| DESCRIPTION OF THE TASK |
Read the data and repeat it in full, exactly.

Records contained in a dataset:
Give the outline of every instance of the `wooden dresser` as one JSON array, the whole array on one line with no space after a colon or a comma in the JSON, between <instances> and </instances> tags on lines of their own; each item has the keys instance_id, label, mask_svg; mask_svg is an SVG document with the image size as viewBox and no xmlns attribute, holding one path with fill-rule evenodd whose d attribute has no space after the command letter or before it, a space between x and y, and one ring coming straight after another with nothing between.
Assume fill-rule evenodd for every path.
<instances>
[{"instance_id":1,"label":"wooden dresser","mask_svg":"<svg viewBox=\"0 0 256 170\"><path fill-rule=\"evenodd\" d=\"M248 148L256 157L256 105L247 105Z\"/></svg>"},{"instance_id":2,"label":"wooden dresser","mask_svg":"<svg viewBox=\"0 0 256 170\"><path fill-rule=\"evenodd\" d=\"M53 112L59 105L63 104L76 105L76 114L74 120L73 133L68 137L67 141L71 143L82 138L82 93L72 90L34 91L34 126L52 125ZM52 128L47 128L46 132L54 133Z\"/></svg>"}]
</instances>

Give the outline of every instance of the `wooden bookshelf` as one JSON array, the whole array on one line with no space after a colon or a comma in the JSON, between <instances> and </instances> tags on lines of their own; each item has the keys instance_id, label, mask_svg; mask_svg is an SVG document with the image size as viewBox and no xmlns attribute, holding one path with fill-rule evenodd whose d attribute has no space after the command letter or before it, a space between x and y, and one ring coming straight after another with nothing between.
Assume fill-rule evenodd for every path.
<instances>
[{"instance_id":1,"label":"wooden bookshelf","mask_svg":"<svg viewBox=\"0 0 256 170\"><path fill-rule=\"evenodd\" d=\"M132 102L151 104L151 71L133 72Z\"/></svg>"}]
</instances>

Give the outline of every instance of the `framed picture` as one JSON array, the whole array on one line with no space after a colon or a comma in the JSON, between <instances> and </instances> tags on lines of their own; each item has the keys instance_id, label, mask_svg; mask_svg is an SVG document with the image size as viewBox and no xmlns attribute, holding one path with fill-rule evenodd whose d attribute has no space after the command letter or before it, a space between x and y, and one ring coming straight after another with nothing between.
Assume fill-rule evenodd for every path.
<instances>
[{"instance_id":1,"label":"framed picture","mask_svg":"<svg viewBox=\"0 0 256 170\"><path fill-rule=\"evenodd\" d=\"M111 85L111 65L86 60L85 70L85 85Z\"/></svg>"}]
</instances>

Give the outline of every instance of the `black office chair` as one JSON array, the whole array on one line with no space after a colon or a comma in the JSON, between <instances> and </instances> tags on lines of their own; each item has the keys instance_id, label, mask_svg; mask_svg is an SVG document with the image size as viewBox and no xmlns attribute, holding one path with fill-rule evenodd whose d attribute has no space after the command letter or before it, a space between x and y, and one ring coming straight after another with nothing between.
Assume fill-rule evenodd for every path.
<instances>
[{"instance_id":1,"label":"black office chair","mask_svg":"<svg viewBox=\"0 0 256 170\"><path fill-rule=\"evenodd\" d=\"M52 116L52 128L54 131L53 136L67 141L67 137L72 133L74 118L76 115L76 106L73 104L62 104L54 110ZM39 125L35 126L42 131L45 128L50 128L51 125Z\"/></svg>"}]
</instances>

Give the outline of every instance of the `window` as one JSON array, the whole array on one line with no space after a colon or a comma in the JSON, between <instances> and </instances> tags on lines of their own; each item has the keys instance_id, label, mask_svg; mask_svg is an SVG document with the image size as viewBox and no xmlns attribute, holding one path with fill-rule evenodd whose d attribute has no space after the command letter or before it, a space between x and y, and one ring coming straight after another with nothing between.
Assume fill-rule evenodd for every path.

| FULL SOLUTION |
Give the outline of every instance of the `wooden dresser` as one JSON array, the whole array on one line with no space after a colon or a comma in the JSON, between <instances> and </instances> tags on lines of their own; each item has the keys instance_id, label, mask_svg; mask_svg is an SVG document with the image size as viewBox and no xmlns attribute, holding one path with fill-rule evenodd whose d attribute has no space after the command letter or before it, a space between x and y, and one ring coming straight after another with nothing between.
Assume fill-rule evenodd for every path.
<instances>
[{"instance_id":1,"label":"wooden dresser","mask_svg":"<svg viewBox=\"0 0 256 170\"><path fill-rule=\"evenodd\" d=\"M248 148L256 157L256 105L247 105Z\"/></svg>"},{"instance_id":2,"label":"wooden dresser","mask_svg":"<svg viewBox=\"0 0 256 170\"><path fill-rule=\"evenodd\" d=\"M53 112L59 105L63 104L76 105L76 114L74 120L73 133L68 137L67 141L71 143L82 138L82 93L72 90L34 91L34 126L52 125ZM52 128L47 128L46 132L54 133Z\"/></svg>"}]
</instances>

Give the outline of every instance of the `wooden bookshelf` as one JSON array, the whole array on one line with no space after a colon or a comma in the JSON, between <instances> and </instances> tags on lines of their own; each item has the keys instance_id, label, mask_svg; mask_svg is an SVG document with the image size as viewBox and no xmlns attribute, holding one path with fill-rule evenodd whose d attribute has no space after the command letter or before it, a space between x and y, and one ring coming straight after another with nothing between.
Assume fill-rule evenodd for every path.
<instances>
[{"instance_id":1,"label":"wooden bookshelf","mask_svg":"<svg viewBox=\"0 0 256 170\"><path fill-rule=\"evenodd\" d=\"M132 102L151 104L151 71L133 72Z\"/></svg>"}]
</instances>

Give the outline of every instance of the `framed picture` as one JSON array, the whole array on one line with no space after a colon or a comma in the JSON, between <instances> and </instances> tags on lines of their own; each item has the keys instance_id, label, mask_svg; mask_svg is an SVG document with the image size as viewBox and no xmlns attribute, holding one path with fill-rule evenodd whose d attribute has no space after the command letter or before it, a space between x and y, and one ring coming straight after another with nothing between.
Assume fill-rule evenodd for every path.
<instances>
[{"instance_id":1,"label":"framed picture","mask_svg":"<svg viewBox=\"0 0 256 170\"><path fill-rule=\"evenodd\" d=\"M111 85L111 65L86 60L85 70L85 85Z\"/></svg>"}]
</instances>

Give the outline of every instance of the `black office chair` as one JSON array, the whole array on one line with no space after a colon or a comma in the JSON, between <instances> and </instances> tags on lines of their own; each item has the keys instance_id, label, mask_svg; mask_svg is an SVG document with the image size as viewBox and no xmlns attribute, holding one path with fill-rule evenodd whose d attribute has no space after the command letter or before it, a space between x and y, and one ring coming straight after another with nothing between.
Assume fill-rule evenodd for every path.
<instances>
[{"instance_id":1,"label":"black office chair","mask_svg":"<svg viewBox=\"0 0 256 170\"><path fill-rule=\"evenodd\" d=\"M52 116L52 128L54 131L53 136L67 141L67 137L72 133L74 118L76 115L76 106L73 104L62 104L54 110ZM39 125L35 126L42 131L45 128L50 128L51 125Z\"/></svg>"}]
</instances>

Give the outline of every instance of the `window` as one JSON array, the whole array on one line with no space after a colon or a comma in the JSON, between <instances> and </instances> tags on lines of their own; each item has the keys instance_id, label, mask_svg; mask_svg is an SVG document with the image size as viewBox and no xmlns attribute, holding one path with fill-rule evenodd whose d attribute has no space after the command letter or before it, a space between x and y, and one ring coming straight after another with nothing between.
Assume fill-rule evenodd for every path.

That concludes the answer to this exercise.